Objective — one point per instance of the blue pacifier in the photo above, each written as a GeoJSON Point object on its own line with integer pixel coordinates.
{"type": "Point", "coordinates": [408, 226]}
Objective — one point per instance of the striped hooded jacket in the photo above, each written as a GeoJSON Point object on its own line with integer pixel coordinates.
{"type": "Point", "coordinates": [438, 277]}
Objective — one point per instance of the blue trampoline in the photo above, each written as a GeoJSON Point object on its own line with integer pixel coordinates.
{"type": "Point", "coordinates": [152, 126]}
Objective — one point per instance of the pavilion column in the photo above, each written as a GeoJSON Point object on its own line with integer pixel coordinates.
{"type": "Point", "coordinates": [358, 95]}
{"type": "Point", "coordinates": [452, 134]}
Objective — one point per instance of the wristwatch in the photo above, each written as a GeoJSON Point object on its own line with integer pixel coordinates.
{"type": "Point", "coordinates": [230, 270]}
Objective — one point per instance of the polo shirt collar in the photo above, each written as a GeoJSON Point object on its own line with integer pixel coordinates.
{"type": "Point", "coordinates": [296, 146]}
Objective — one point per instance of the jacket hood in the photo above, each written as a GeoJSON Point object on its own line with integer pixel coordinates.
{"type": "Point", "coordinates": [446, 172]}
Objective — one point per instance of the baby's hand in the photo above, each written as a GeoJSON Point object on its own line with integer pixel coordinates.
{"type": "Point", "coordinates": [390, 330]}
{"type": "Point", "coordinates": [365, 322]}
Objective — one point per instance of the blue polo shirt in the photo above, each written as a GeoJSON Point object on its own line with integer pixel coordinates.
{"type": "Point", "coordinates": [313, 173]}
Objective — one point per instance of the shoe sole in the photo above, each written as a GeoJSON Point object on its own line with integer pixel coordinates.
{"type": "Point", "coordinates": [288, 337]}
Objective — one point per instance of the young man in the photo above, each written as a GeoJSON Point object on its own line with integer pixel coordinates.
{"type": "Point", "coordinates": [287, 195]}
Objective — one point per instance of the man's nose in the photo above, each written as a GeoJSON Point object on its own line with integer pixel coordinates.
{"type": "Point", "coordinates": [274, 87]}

━━━━━━━━━━━━━━━━━━━━━━━━━━━━━━

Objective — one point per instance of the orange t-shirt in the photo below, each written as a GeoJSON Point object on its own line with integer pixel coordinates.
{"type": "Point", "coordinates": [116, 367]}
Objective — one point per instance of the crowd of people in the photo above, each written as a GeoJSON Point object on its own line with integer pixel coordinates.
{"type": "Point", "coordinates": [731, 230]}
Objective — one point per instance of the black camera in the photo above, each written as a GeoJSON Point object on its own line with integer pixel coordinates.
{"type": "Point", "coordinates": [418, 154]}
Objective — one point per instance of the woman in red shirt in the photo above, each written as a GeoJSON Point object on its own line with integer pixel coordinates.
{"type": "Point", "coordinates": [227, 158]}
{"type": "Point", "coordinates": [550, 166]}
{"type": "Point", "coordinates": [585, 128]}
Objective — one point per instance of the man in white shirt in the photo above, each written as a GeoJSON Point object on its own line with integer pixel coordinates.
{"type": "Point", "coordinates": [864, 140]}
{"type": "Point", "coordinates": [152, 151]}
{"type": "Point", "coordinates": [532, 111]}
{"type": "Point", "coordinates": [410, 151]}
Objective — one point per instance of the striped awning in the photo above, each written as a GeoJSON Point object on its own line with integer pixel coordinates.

━━━━━━━━━━━━━━━━━━━━━━━━━━━━━━

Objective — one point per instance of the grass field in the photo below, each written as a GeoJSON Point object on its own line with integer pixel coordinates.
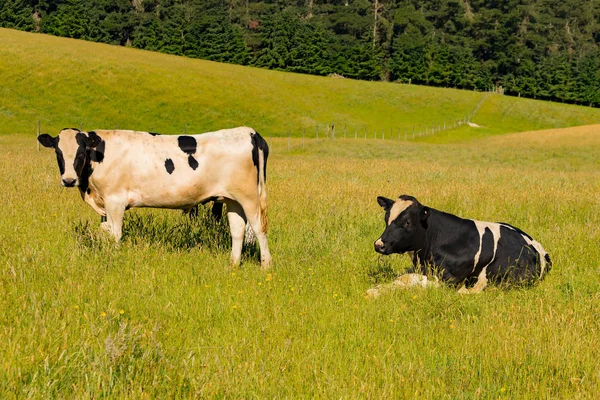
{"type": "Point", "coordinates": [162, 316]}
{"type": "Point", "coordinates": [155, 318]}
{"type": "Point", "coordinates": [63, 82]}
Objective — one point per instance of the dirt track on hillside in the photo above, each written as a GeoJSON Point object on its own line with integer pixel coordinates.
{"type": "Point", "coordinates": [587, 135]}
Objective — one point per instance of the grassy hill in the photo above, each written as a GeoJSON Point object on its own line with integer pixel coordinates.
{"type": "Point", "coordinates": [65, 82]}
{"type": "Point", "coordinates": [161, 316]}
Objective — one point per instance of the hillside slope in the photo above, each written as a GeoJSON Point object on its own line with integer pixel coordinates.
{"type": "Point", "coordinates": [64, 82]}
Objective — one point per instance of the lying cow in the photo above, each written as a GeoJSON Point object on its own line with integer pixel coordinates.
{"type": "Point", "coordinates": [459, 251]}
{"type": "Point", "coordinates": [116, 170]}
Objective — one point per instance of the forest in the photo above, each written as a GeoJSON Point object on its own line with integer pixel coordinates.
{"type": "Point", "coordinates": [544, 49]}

━━━━━━━━━━━━━━━━━━━━━━━━━━━━━━

• GOAL
Pick out every line in the entries above that contains the word "jacket" and copy each one in full. Case counts, so only the same upper- and lowercase letters match.

• WORKED SOLUTION
Objective — one point per instance of the striped hooded jacket in the photo above, each written as a GeoJSON Point object on its own line with integer pixel coordinates.
Objective — one point per instance of the jacket hood in the photo above, each written as a GeoJSON Point object on its own line with integer pixel coordinates.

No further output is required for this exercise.